Task input:
---+---

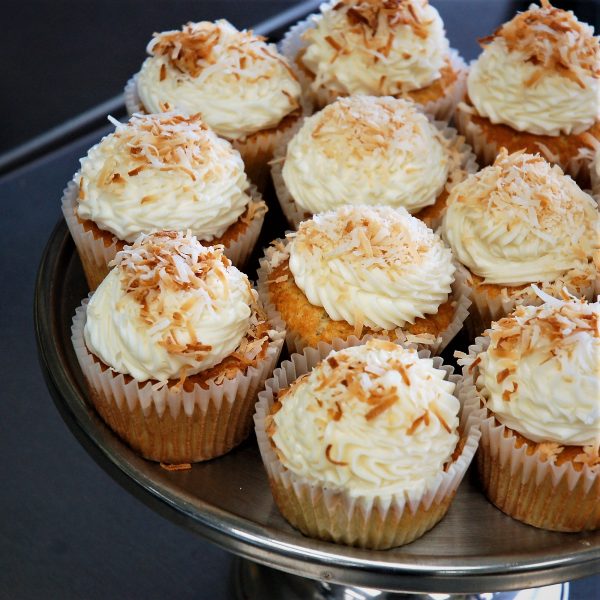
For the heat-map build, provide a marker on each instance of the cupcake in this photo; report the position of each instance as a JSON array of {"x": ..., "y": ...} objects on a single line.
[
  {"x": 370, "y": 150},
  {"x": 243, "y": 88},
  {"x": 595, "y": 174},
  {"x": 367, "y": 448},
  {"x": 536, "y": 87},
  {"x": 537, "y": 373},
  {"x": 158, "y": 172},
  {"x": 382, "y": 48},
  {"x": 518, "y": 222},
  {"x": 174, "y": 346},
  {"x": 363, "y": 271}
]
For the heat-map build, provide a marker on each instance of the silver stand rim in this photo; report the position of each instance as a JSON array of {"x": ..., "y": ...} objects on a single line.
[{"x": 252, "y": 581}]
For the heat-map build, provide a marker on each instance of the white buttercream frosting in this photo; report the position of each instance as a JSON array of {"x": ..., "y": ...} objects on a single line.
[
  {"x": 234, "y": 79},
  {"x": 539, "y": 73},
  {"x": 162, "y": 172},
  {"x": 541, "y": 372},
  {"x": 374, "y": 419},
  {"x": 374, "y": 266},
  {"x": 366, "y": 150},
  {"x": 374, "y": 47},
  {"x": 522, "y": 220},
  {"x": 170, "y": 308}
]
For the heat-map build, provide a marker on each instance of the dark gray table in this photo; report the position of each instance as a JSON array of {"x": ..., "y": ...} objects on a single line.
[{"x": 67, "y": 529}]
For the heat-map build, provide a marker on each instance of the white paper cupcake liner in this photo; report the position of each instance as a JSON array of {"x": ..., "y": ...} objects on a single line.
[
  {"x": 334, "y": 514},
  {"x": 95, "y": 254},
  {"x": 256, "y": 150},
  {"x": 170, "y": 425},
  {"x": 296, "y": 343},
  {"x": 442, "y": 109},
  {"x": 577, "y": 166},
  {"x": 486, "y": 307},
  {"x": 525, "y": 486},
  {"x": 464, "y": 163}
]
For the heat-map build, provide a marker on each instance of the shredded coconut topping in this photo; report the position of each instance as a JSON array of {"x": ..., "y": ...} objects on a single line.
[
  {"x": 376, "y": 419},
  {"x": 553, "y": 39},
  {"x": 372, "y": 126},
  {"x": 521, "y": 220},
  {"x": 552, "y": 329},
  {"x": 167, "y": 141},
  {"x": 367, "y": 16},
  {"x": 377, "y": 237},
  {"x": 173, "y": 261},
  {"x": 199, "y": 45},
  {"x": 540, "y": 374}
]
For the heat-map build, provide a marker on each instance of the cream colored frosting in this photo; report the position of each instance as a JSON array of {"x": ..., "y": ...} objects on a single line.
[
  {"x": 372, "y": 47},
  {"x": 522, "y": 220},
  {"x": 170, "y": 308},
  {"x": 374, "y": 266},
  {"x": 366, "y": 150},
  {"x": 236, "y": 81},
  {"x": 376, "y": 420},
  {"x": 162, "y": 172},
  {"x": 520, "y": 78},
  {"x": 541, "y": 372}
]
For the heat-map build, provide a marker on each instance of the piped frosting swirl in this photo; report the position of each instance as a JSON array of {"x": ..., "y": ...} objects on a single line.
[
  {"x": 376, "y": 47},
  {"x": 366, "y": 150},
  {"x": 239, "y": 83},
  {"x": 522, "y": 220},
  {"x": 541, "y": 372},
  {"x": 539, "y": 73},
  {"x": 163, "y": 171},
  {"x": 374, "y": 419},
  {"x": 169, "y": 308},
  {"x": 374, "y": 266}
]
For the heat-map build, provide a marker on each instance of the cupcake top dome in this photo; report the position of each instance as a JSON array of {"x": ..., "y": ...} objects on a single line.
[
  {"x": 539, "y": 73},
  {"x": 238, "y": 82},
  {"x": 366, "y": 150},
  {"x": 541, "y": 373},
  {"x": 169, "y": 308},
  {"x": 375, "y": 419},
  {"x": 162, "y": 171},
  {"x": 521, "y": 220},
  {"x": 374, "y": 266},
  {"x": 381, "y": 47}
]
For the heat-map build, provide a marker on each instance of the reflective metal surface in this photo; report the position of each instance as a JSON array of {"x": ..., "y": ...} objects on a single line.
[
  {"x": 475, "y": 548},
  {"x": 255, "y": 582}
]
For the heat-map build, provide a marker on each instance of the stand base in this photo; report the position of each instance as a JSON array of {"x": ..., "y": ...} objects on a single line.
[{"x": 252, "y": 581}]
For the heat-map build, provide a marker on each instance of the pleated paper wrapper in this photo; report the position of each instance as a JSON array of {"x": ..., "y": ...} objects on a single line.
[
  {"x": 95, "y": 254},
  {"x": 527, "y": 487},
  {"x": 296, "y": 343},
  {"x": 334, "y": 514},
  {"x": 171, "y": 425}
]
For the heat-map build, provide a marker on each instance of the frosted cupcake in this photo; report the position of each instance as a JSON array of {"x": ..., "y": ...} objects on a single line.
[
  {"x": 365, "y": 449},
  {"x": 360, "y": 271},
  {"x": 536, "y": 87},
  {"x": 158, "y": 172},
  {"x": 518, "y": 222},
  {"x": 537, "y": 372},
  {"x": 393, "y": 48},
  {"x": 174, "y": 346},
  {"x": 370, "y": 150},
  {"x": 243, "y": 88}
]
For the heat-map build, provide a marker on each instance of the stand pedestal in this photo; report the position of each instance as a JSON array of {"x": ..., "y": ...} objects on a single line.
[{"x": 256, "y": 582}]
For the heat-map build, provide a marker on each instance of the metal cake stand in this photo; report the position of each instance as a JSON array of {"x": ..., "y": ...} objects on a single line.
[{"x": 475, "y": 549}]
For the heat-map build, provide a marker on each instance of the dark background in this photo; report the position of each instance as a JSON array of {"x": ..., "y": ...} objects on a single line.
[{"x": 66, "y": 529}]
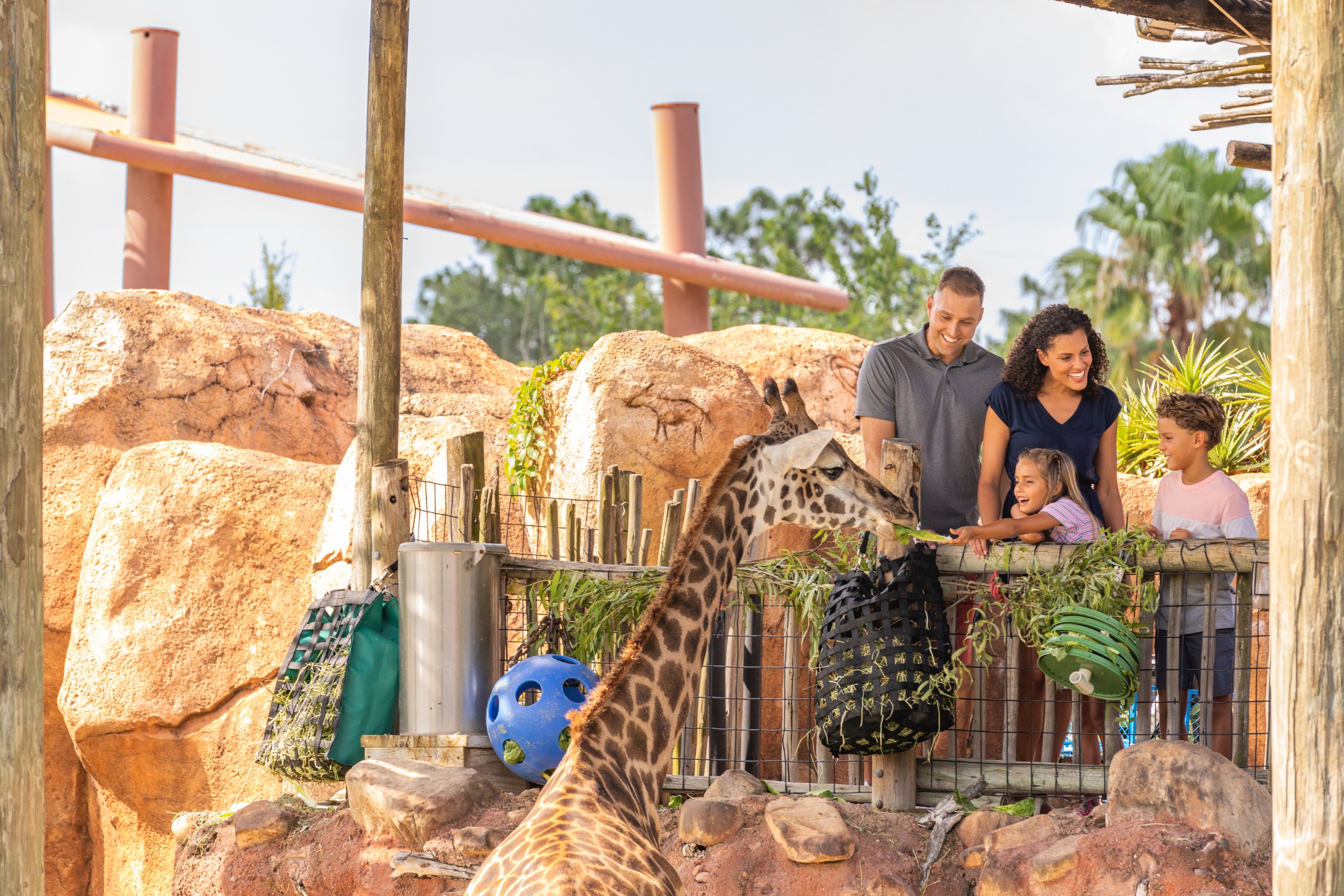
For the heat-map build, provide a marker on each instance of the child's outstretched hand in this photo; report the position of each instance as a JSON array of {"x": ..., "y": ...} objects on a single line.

---+---

About this task:
Omit the pictures; set down each record exactly.

Solution:
For the heat-map build, provide a marker on each instance of the cupcake in this photo; report the position of each instance as a JSON array of {"x": ..., "y": ...} objects on a single line.
[
  {"x": 370, "y": 150},
  {"x": 243, "y": 88},
  {"x": 595, "y": 174},
  {"x": 367, "y": 448},
  {"x": 536, "y": 87},
  {"x": 537, "y": 373},
  {"x": 158, "y": 172},
  {"x": 382, "y": 48},
  {"x": 518, "y": 222},
  {"x": 174, "y": 346},
  {"x": 363, "y": 271}
]
For the heat-map build, provide a marker on each instance of the silver stand rim in this photo; report the position of each instance as a JSON array of {"x": ..., "y": ...} objects on a single line.
[{"x": 252, "y": 581}]
For the heat-map build, provide a marker on each instance of the white buttercream frosting in this photo; report the position of each instance as a JSON array of {"x": ..., "y": ...} objects on a single line.
[
  {"x": 234, "y": 79},
  {"x": 539, "y": 73},
  {"x": 162, "y": 172},
  {"x": 541, "y": 372},
  {"x": 374, "y": 419},
  {"x": 374, "y": 266},
  {"x": 366, "y": 150},
  {"x": 374, "y": 47},
  {"x": 522, "y": 220},
  {"x": 170, "y": 308}
]
For the heat-map build, provide a marker on each instance of the dark gray table in this photo; report the position of each instance as a JSON array of {"x": ..., "y": ...} objects on a single line.
[{"x": 67, "y": 529}]
For the heat-map build, provide a marker on each instance of the white paper cupcake liner in this photo; report the position of each instance as a JSON array of {"x": ..., "y": ...} objects on a single line.
[
  {"x": 334, "y": 514},
  {"x": 95, "y": 254},
  {"x": 256, "y": 150},
  {"x": 170, "y": 425},
  {"x": 296, "y": 343},
  {"x": 442, "y": 109},
  {"x": 577, "y": 166},
  {"x": 486, "y": 307},
  {"x": 525, "y": 486},
  {"x": 464, "y": 163}
]
For the heat-map build, provide a marker on each instance of the shredded coconut topping in this photo; report the position of each instance as a JSON array of {"x": ..., "y": ...} objects on a single line.
[
  {"x": 376, "y": 419},
  {"x": 553, "y": 39},
  {"x": 372, "y": 126},
  {"x": 521, "y": 220},
  {"x": 552, "y": 329},
  {"x": 167, "y": 141},
  {"x": 367, "y": 16},
  {"x": 377, "y": 237},
  {"x": 173, "y": 261},
  {"x": 199, "y": 45},
  {"x": 540, "y": 374}
]
For the heat-map build, provide a marker on each instance of the cream colored frosting in this photo; report the position of each instance as a JSON array of {"x": ..., "y": ...} objects on a single line.
[
  {"x": 372, "y": 47},
  {"x": 522, "y": 220},
  {"x": 170, "y": 308},
  {"x": 374, "y": 266},
  {"x": 366, "y": 150},
  {"x": 236, "y": 81},
  {"x": 376, "y": 420},
  {"x": 162, "y": 172},
  {"x": 520, "y": 78},
  {"x": 541, "y": 372}
]
For the heat-map build, provide a marker on each instance of the piped frosting swirl in this photo; report the position of each instance as a JSON array of {"x": ..., "y": ...} objects on a single line.
[
  {"x": 376, "y": 47},
  {"x": 366, "y": 150},
  {"x": 239, "y": 83},
  {"x": 522, "y": 220},
  {"x": 541, "y": 372},
  {"x": 539, "y": 73},
  {"x": 163, "y": 171},
  {"x": 374, "y": 419},
  {"x": 169, "y": 308},
  {"x": 374, "y": 266}
]
For the heat-map build, provide a marker on each instance of the cupcake top dome in this photo; report the position of each instance as a JSON array of {"x": ..., "y": ...} objects on a single line.
[
  {"x": 539, "y": 73},
  {"x": 238, "y": 82},
  {"x": 366, "y": 150},
  {"x": 541, "y": 373},
  {"x": 169, "y": 308},
  {"x": 375, "y": 419},
  {"x": 162, "y": 171},
  {"x": 521, "y": 220},
  {"x": 374, "y": 266},
  {"x": 381, "y": 47}
]
For the heat-map build, provide a marker on each instance of the reflective metal surface in this photo; report the position of each instance as a JSON array of {"x": ..., "y": ...} objects on a single line.
[
  {"x": 475, "y": 548},
  {"x": 255, "y": 582}
]
For the heat-map build, provide a marker on each instance of the stand base in this photo; report the position of each instance as a JSON array of {"x": ..., "y": ...} objects on a single line.
[{"x": 252, "y": 581}]
For the heat-map build, provide a marker on each instance of the pleated paper wrapper in this photo; report the position of each instance as a JSON array of {"x": ..., "y": ...} objects on a single line.
[
  {"x": 95, "y": 254},
  {"x": 527, "y": 487},
  {"x": 296, "y": 343},
  {"x": 334, "y": 514},
  {"x": 171, "y": 425}
]
For the heat-map build, provide a marker on each instance of the frosted cupcake in this photo; report the position of each instance as a JSON array of {"x": ..., "y": ...} objects on a single line.
[
  {"x": 365, "y": 449},
  {"x": 360, "y": 271},
  {"x": 536, "y": 87},
  {"x": 158, "y": 172},
  {"x": 518, "y": 222},
  {"x": 537, "y": 372},
  {"x": 393, "y": 48},
  {"x": 174, "y": 346},
  {"x": 370, "y": 150},
  {"x": 243, "y": 88}
]
For the heat-map build, provide a marker on each instance of the stand pedestal in this photo; report the position of each instance as a JSON array of {"x": ..., "y": ...} objects on a single line.
[{"x": 256, "y": 582}]
For the heat-map build, provide a marker on each instance of the metal cake stand in this photo; report the position of each instance as a JSON array of {"x": ..., "y": ...} objects on a single line.
[{"x": 475, "y": 549}]
For the heat-map build, provide a marker on each instance of the dark background in this photo; report the position of each instance as a JSON array of {"x": ..., "y": ...} objects on a single line.
[{"x": 66, "y": 529}]
For the heat-map build, provide a marker on each instance of the child's outstretched hand in this photo; report the position of each instance as a JSON array of {"x": ..., "y": ...} objects on a single line.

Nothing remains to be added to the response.